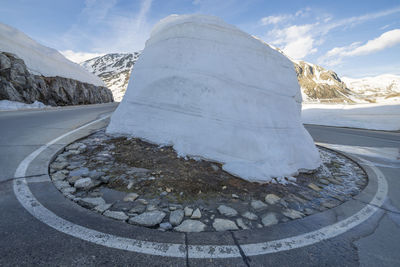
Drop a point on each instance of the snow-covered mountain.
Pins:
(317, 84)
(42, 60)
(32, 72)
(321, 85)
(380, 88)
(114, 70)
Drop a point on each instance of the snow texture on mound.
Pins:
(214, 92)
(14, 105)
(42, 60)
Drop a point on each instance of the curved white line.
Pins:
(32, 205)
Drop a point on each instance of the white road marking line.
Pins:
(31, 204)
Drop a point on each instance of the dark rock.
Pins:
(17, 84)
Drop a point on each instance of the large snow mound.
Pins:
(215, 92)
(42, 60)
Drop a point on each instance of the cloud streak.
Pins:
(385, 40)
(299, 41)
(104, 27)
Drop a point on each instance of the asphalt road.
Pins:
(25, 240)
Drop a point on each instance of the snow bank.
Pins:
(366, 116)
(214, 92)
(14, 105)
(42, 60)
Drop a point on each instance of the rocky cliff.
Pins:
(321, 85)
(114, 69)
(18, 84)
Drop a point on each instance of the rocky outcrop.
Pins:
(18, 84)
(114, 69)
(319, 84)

☆ ☆ ☆ ☆ ☆ ☆ ☆

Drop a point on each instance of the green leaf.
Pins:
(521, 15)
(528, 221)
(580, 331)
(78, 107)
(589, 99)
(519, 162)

☆ ☆ ☆ ☆ ☆ ☆ ☆

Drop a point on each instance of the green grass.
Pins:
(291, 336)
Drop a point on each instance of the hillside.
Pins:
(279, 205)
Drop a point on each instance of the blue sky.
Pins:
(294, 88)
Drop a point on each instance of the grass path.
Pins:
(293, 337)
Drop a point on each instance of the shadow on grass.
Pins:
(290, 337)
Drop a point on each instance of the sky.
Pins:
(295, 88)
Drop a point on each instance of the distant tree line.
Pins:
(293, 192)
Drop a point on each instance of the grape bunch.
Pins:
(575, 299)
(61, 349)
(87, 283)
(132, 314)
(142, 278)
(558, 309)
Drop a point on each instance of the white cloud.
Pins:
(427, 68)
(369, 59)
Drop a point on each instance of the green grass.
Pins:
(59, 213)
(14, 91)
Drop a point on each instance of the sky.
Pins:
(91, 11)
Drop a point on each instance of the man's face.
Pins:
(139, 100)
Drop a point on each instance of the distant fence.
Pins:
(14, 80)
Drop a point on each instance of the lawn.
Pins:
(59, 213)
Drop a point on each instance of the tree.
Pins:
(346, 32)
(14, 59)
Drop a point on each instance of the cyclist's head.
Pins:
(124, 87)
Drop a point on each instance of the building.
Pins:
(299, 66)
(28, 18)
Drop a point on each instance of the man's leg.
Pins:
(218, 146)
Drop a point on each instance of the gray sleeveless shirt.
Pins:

☆ ☆ ☆ ☆ ☆ ☆ ☆

PROBLEM REQUIREMENTS: All lines in the listing above from the line containing "Drop a point on each instance of the snow-covered" to the line containing "Drop a point on each instance of the dark", inclusive, should be retyped exactly; no other lines should appear.

RESPONSE:
Drop a point on each instance of the snow-covered mountain.
Pins:
(317, 84)
(42, 60)
(32, 72)
(321, 85)
(380, 88)
(114, 70)
Drop a point on each instance of the snow texture on mound.
Pins:
(214, 92)
(14, 105)
(42, 60)
Drop a point on each instance of the curved white line.
Pins:
(32, 205)
Drop a point on each instance of the white road marking line.
Pins:
(31, 204)
Drop a point on each instance of the dark rock.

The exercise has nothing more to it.